▸ Document section
Flowers, foliage, works of art: A botanical garden show attempts to distill the genius of influential Brazilian artist and landscape architect Roberto Burle Marx.
Curvy pathways draw visitors in, winding through tapestries of bold, colorful, almost sculptural plant forms. Brazilian music fills the background. Burle Marx did more than just decorate with foliage. He created spaces for human activity to take place.
In this case, it’s all in the Bronx—a borough of New York City often thought of as merely gray walls, concrete, and stone. From June to September, the New York Botanical Garden hosted its largest botanical exhibition ever. The event was called “Brazilian Modern: The Living Art of Roberto Burle Marx.” The title fits. Burle Marx’s art wasn’t only made from living materials. It used those materials to create spaces for living.
Many people are familiar with what today is known as “Midcentury Modern” architecture, furniture, and home styles. That design movement spanned roughly 1933 to 1965. In building, Midcentury Modern featured open spaces instead of segmented rooms. Large, undivided glass windows brought the outdoors in. Furniture used smooth materials and clean lines—but not as straight and harsh as the pure Modernist style that preceded it. Chair backs and arms flowed just a bit. Lampshades took on curves again.
But not many people today have heard of Midcentury Modern landscaping. The New York show is a tribute to one of that form’s masters.

[Object position labeling records]

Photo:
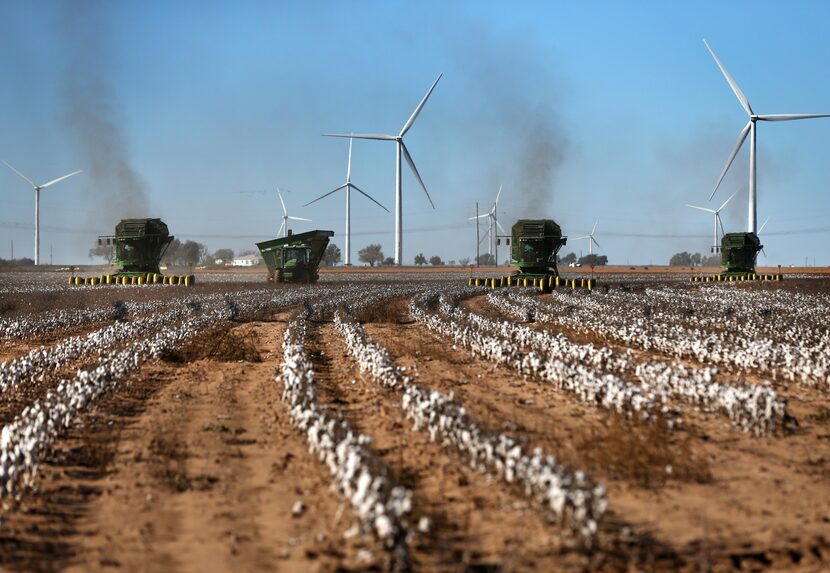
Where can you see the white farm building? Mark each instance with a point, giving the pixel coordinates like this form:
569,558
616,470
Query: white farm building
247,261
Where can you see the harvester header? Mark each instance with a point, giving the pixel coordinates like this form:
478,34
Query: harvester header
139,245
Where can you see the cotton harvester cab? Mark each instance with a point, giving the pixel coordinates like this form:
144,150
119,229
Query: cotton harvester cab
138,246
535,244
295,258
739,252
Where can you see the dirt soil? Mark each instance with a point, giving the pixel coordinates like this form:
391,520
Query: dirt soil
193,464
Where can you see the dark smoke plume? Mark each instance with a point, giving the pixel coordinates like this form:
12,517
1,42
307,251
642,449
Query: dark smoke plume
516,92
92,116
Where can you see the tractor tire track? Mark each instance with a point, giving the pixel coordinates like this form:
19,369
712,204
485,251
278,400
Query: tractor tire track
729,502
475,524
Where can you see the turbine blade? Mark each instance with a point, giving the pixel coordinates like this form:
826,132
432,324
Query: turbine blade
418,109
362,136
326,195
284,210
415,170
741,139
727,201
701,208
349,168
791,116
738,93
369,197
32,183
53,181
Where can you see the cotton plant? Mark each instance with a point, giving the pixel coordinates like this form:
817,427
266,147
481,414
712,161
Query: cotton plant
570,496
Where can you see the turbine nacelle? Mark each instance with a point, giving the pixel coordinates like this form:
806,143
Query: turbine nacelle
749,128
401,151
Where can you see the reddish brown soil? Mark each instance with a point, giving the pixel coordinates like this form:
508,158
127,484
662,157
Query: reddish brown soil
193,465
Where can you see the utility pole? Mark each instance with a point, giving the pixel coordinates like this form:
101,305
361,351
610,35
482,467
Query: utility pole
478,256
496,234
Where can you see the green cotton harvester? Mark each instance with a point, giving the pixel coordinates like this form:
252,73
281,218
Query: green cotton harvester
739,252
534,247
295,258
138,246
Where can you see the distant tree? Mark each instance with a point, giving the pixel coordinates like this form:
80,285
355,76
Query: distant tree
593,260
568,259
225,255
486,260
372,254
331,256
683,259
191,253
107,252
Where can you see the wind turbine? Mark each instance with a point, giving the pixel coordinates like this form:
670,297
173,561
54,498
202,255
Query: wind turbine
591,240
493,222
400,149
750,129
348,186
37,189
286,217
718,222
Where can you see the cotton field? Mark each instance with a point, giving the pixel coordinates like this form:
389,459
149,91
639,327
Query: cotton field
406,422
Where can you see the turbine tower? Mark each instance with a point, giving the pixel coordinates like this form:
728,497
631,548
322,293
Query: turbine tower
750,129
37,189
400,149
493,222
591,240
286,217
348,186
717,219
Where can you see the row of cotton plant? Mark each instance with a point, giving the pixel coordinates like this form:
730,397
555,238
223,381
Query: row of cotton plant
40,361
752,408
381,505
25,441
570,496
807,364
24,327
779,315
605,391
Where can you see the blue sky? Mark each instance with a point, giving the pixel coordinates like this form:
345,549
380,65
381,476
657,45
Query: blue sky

▸ Stated task 1
Reproduce the stretch of the Burle Marx article from "Flowers, foliage, works" through "architect Roberto Burle Marx.", switching "distill" to "capture".
▸ Stated task 2
Using the Burle Marx article, mark each statement yes or no, and quote the words that decide it: (a) The exhibition ran from June to September. (b) The Midcentury Modern design movement spanned roughly 1920 to 1950. (c) Midcentury Modern buildings favored segmented rooms.
▸ Stated task 3
According to the Burle Marx article, what was the New York Botanical Garden event called?
You won't need the records for any of this.

▸ Output 1
Flowers, foliage, works of art: A botanical garden show attempts to capture the genius of influential Brazilian artist and landscape architect Roberto Burle Marx.

▸ Output 2
(a) Yes: "From June to September, the New York Botanical Garden hosted its largest botanical exhibition ever."
(b) No: "That design movement spanned roughly 1933 to 1965."
(c) No: "In building, Midcentury Modern featured open spaces instead of segmented rooms."

▸ Output 3
“Brazilian Modern: The Living Art of Roberto Burle Marx”